*** Opening DATA TO EXAMINE ***

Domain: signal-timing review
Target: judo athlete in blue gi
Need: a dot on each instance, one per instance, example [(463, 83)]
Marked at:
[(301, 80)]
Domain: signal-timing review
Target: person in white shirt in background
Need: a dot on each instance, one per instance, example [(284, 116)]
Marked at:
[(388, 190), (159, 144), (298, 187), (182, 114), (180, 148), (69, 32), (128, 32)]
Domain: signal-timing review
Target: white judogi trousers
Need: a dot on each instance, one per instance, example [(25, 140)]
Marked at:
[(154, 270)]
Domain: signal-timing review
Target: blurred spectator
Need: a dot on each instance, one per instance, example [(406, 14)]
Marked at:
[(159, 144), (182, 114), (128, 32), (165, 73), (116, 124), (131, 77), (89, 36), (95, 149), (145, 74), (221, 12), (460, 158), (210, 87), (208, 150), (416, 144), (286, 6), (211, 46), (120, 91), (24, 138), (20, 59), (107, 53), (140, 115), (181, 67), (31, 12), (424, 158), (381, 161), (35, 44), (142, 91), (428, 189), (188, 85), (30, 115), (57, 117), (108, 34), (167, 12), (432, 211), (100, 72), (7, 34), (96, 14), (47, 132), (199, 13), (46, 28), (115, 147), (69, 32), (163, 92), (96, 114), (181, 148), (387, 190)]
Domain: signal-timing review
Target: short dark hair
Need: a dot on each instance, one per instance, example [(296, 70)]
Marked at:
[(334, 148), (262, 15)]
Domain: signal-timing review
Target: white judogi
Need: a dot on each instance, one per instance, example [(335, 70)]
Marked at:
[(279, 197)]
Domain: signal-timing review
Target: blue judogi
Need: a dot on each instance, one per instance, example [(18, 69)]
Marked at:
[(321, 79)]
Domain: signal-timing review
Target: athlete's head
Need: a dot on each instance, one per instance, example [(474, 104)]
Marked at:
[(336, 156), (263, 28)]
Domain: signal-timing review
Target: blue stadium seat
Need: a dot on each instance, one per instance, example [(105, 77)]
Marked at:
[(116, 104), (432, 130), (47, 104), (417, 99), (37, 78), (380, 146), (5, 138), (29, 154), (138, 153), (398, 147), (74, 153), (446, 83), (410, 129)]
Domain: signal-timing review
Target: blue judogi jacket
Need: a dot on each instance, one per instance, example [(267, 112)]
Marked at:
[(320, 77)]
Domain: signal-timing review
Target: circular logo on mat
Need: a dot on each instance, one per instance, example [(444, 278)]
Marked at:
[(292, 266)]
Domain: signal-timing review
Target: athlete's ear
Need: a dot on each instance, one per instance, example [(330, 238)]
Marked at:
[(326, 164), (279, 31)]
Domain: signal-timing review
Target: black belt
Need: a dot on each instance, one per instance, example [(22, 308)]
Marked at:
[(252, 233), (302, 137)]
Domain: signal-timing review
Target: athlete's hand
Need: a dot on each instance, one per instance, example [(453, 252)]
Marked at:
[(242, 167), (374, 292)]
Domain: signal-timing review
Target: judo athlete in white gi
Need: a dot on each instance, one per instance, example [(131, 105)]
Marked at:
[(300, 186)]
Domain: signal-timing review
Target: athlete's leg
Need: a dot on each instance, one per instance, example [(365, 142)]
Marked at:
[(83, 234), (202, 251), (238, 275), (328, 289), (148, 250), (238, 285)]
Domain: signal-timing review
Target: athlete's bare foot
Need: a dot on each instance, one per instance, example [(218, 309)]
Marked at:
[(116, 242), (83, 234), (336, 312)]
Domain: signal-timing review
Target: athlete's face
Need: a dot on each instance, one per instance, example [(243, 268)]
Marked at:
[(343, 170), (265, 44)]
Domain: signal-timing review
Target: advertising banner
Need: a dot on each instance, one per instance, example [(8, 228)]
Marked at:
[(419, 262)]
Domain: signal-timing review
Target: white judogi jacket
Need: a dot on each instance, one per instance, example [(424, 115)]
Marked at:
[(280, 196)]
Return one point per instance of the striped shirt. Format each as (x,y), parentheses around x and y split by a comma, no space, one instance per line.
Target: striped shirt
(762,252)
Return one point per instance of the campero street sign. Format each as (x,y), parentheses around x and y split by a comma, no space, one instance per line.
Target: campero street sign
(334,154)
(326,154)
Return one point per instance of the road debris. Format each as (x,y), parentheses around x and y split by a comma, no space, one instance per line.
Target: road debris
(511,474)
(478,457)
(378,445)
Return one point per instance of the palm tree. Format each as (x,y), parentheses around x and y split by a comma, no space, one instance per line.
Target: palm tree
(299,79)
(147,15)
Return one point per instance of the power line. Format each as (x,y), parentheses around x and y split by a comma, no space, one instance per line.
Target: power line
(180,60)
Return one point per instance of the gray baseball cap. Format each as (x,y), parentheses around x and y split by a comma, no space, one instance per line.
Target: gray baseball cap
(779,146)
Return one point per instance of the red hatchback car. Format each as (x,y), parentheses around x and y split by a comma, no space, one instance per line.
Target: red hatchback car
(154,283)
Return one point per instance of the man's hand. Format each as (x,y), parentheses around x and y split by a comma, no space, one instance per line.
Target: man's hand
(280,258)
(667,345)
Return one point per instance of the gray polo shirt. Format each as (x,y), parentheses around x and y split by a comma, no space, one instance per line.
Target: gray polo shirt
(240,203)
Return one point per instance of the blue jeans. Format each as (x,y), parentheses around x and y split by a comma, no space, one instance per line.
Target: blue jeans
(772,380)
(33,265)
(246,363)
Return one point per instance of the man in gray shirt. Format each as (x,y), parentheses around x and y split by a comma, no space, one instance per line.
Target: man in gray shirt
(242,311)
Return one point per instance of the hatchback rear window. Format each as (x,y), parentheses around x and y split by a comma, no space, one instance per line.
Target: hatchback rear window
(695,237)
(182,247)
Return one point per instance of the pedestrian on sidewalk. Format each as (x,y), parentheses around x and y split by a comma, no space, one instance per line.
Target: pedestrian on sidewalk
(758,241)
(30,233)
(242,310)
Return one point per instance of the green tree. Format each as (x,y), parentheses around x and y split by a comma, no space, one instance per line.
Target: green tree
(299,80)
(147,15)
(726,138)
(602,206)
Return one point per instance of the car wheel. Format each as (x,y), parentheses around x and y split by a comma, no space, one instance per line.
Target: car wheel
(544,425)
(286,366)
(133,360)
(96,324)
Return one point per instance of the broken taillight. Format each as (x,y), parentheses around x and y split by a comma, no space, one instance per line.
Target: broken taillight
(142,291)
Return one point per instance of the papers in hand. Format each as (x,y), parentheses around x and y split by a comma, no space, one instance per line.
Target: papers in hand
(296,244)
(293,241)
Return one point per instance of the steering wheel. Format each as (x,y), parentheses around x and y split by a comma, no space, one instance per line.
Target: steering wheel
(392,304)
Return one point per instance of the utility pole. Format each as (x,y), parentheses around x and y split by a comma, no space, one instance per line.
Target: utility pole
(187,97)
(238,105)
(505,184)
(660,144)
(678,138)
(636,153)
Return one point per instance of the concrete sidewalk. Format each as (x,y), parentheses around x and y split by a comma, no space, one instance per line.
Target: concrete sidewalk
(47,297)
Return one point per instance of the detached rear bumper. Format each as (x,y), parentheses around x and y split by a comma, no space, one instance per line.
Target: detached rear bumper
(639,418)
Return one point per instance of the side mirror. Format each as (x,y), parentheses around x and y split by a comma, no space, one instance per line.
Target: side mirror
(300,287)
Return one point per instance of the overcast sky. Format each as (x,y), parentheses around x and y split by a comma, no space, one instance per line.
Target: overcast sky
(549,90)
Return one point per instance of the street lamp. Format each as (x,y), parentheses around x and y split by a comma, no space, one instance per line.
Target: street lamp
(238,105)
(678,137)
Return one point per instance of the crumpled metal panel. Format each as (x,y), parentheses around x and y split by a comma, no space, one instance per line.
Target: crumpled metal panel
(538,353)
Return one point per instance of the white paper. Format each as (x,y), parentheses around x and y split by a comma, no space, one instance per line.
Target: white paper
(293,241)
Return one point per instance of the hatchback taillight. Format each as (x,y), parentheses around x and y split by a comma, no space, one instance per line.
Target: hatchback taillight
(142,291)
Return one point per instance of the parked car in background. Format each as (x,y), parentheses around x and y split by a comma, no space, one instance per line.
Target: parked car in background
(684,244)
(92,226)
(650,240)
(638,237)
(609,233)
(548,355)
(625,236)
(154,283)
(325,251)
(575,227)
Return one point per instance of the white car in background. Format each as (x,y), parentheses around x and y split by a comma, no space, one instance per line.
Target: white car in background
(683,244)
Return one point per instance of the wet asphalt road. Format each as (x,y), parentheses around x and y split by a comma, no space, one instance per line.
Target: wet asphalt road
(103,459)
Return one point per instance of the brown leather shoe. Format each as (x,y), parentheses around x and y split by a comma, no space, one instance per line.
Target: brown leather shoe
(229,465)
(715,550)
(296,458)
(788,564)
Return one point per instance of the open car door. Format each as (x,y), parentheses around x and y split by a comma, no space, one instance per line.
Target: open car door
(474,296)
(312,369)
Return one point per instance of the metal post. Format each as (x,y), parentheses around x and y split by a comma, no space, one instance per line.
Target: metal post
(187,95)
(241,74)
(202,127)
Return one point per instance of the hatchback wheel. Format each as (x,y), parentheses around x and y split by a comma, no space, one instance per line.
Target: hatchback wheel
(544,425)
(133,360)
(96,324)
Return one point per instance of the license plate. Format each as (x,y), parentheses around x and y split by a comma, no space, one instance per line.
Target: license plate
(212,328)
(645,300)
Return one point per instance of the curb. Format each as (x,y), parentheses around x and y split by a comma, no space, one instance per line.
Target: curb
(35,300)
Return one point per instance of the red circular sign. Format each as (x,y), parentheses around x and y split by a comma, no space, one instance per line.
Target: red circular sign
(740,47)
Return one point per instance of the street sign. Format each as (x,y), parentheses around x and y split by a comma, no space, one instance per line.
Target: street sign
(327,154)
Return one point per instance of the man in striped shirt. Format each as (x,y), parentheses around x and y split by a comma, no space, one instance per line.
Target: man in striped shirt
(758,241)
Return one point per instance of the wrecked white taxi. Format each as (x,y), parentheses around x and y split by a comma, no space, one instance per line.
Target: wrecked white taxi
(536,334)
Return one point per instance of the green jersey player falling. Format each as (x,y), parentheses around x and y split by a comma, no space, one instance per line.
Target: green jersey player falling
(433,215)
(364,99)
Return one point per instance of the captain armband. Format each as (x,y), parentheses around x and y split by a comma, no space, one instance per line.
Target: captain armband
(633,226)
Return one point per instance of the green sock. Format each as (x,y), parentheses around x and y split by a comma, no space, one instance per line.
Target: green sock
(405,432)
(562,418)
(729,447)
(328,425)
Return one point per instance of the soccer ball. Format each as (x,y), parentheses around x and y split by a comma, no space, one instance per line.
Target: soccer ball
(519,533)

*** Closing DATA TO EXAMINE ***

- [TASK INSTRUCTIONS]
Starting from the first line of the records above, retype each line exactly up to and including the one that contains "Target: person in white shirt in background", and nothing more.

- [RESPONSE TO THE EXERCISE]
Domain: signal-timing review
Target: judo athlete in blue gi
Need: a dot on each instance, one per instance, example [(463, 83)]
Marked at:
[(301, 80)]
Domain: signal-timing review
Target: person in white shirt in background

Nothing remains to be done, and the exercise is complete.